◆ Source text:
>>>>
You wanted to know from a female’s perspective, if I would consider giving a second chance. The truth is, I’m not sure. These types of situations all work on a case to case basis. For example, I don’t personally know all the good times you two have shared, all the bad times, how long you two have actually been dealing with each other, how long you two have been apart, etc. But I will say, I’ve given a guy another shot before after he probably didn’t deserve it, so I’m not completely opposed to that notion. It all depends on the nature of the relationship, the nature of the offense, and how willing you are (on your own) to make a serious change in order to preserve what truly matters to you.

 

As far as when and how to make the approach, it depends on how serious you are. For one, I’d say you should approach her as soon as possible. The longer you wait, the more she probably thinks you don’t care, or she builds up more and more negative emotions for you over time, or she just plain gets over you and won’t look back. I know that personally, the longer I’m apart from somebody, the less inclined I am to even care about that person.

 

When it comes to how, you’d probably throw her off in a good way if you do something spontaneous or romantic to spark the conversation. Randomly show up at her house, send some “I’m sorry” gifts to her address, give her something to wanna tell her friends about! 😂 Come humble, that’s the best way to show a girl you mean what you say and that she’s important to you.
<<<<
◆ Data records:
>>>>
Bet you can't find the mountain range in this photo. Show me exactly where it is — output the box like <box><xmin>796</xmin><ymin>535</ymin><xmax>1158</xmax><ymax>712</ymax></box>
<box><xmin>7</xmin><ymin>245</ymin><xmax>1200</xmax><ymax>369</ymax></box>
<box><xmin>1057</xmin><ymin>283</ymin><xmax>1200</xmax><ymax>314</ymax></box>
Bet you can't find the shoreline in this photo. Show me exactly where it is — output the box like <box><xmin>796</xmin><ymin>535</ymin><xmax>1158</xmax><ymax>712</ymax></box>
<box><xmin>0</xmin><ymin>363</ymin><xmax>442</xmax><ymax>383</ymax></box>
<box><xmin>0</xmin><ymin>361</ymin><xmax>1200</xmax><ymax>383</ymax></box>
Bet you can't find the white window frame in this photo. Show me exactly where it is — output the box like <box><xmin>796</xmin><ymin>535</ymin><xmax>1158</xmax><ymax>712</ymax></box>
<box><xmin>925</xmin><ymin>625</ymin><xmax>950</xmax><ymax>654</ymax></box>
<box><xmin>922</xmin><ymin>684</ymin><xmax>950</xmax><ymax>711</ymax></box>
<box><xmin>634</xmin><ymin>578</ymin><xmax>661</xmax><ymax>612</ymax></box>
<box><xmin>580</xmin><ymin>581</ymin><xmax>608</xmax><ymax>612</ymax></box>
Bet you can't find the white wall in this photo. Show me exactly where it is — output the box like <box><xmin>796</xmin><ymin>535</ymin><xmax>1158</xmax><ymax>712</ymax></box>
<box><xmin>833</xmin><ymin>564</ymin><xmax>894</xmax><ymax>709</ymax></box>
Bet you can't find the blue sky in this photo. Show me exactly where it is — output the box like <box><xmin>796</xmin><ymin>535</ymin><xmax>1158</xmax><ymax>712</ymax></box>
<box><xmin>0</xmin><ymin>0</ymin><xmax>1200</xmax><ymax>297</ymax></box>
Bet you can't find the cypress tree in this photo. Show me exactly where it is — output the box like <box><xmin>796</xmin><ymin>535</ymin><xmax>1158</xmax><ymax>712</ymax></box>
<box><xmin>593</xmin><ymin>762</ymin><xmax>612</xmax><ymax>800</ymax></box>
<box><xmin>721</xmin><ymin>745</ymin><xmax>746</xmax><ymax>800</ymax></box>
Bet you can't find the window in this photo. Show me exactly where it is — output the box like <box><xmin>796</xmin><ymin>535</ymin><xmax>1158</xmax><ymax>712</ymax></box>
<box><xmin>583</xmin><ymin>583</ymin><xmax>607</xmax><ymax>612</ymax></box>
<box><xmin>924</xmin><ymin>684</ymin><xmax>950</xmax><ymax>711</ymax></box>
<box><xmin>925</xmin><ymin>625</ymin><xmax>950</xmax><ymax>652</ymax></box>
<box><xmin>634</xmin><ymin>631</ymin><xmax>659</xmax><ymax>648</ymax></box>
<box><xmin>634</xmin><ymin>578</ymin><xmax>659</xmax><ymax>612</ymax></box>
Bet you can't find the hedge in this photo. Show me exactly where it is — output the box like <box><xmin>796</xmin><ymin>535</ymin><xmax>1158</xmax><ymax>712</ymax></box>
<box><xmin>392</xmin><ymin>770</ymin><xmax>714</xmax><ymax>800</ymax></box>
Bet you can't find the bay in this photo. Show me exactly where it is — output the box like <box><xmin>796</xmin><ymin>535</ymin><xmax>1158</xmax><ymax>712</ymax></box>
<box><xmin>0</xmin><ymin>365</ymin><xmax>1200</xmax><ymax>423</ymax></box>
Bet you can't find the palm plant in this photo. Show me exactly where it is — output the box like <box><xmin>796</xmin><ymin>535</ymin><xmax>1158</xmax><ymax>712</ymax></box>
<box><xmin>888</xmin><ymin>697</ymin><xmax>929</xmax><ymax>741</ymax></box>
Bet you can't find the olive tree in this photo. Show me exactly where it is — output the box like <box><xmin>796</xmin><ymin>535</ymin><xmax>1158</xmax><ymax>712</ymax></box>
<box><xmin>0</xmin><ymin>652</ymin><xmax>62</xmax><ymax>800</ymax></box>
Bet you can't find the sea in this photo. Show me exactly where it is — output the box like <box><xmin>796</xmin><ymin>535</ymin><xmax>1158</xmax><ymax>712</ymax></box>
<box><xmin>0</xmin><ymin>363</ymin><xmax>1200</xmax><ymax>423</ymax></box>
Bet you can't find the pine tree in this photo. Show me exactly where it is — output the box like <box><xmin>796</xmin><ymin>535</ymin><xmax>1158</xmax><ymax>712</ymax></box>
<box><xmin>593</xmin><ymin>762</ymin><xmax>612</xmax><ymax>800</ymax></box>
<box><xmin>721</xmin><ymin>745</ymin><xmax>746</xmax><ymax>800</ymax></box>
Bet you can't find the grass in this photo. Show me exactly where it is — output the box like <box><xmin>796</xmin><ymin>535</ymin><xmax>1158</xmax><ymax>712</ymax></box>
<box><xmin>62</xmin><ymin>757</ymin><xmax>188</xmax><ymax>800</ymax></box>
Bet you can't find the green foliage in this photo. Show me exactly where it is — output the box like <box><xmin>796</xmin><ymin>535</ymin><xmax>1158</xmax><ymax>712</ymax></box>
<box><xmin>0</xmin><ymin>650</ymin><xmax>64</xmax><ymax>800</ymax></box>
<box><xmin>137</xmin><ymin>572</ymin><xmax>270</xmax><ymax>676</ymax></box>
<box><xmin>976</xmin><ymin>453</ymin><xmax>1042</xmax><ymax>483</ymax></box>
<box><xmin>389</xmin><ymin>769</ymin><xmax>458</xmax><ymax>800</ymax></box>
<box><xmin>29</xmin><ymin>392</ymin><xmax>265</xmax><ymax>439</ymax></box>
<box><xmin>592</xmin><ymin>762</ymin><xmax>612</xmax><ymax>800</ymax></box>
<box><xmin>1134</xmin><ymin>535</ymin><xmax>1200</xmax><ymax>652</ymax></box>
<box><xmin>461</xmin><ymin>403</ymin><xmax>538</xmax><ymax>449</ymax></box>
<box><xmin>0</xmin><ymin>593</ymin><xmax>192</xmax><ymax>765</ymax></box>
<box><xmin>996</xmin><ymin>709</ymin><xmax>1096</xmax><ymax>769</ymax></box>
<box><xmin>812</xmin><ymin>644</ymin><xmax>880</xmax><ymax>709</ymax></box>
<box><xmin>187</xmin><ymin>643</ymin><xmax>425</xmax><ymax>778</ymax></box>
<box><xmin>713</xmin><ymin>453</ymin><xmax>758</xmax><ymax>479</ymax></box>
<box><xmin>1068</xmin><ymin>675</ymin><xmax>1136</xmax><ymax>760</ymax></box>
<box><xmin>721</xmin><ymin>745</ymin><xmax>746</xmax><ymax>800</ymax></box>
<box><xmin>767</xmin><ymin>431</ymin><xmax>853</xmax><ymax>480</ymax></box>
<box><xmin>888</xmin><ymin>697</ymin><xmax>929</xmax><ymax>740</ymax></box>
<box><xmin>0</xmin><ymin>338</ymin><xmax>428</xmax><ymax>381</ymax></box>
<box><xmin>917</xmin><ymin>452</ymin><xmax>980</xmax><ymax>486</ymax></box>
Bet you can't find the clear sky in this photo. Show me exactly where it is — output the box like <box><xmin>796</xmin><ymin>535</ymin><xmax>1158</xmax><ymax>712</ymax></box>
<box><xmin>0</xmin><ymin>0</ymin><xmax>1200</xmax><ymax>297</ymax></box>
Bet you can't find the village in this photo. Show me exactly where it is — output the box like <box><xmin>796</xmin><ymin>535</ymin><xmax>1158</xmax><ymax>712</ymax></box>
<<<<
Answer from the passage on second chances:
(a) What has the writer done before with a guy who probably didn't deserve it?
(b) How soon does the writer say he should approach her?
(c) What does the writer call the best way to show a girl you mean what you say?
These entries were taken from a different source than the passage on second chances.

◆ Written answer:
(a) She gave him another shot.
(b) As soon as possible.
(c) Coming humble.